TASK: Report each line in the entries below that contains the word "Mark". Case counts.

***** DATA PROVIDED *****

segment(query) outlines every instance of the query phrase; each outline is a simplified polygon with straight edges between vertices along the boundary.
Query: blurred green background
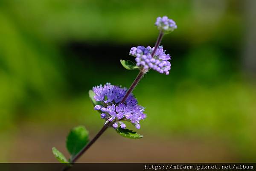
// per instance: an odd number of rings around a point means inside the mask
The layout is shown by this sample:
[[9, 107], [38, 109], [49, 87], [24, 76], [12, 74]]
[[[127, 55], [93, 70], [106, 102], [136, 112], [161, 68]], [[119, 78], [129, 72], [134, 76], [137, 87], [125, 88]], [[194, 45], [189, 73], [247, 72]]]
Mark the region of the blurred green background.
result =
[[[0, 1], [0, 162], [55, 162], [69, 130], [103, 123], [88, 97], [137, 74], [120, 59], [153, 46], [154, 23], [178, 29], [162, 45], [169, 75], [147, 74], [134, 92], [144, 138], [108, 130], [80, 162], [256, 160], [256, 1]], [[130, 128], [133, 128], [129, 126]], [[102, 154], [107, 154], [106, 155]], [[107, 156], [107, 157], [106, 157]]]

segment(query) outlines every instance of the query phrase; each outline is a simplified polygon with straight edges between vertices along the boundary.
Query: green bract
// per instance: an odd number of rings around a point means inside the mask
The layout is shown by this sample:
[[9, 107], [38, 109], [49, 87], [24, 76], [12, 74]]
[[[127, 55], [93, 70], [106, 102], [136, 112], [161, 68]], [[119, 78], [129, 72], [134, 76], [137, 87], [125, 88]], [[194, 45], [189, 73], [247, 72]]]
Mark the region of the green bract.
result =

*****
***** DATA PROVIDED *****

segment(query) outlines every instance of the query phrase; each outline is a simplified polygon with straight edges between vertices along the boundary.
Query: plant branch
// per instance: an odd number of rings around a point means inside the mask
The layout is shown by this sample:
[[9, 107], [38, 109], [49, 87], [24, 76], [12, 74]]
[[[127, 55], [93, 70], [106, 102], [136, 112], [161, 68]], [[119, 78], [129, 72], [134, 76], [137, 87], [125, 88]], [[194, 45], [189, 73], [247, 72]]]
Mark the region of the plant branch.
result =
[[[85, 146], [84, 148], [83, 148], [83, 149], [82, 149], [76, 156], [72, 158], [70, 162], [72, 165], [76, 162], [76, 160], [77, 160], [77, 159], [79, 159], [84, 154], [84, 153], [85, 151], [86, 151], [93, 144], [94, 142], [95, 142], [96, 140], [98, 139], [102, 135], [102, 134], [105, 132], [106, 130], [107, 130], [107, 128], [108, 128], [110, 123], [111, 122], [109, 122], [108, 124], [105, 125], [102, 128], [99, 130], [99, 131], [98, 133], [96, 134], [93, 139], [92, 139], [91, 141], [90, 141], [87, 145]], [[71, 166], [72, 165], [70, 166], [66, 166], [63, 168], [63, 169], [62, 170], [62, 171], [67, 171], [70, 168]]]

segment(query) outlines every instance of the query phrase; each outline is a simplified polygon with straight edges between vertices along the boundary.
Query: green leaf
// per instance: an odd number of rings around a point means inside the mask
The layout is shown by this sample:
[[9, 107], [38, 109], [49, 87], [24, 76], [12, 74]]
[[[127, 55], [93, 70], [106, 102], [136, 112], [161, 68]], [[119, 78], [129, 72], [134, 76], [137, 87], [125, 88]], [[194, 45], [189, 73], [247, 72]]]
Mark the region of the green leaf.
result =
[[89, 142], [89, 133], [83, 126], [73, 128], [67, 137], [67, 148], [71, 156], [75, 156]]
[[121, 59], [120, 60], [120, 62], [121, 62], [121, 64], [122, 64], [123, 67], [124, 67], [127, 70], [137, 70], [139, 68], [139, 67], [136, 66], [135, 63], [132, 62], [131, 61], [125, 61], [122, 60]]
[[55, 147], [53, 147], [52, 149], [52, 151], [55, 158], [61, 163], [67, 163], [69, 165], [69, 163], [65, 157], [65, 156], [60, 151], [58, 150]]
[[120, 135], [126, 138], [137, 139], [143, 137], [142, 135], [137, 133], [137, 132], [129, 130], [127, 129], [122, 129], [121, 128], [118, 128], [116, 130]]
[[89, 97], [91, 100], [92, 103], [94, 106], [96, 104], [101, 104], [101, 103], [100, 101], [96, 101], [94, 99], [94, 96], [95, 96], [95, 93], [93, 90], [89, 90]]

*****

RESPONSE:
Mark the region of the blurred green background.
Mark the region of the green bract.
Mark the region of the plant branch.
Mark the region of the green leaf.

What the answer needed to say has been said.